Collected data:
※ ※ ※

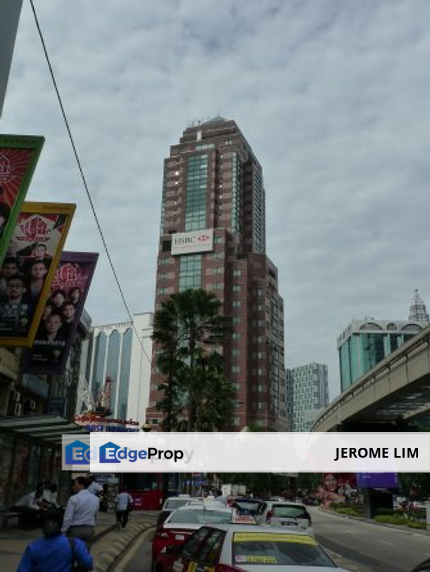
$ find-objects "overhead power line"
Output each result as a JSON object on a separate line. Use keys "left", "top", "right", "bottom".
{"left": 29, "top": 0, "right": 152, "bottom": 365}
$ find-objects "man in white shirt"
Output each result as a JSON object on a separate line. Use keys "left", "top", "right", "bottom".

※ ※ ※

* **Work instruction**: Copy out all the records exactly, excluding pictures.

* **Expected answer**:
$ find-objects "overhead power line"
Output each result as a JSON object on a separate line. Use keys "left", "top", "right", "bottom".
{"left": 29, "top": 0, "right": 152, "bottom": 365}
$ find-objects "man in white shirt"
Output each result as a JSON object on a separate line. Use keys "left", "top", "right", "bottom".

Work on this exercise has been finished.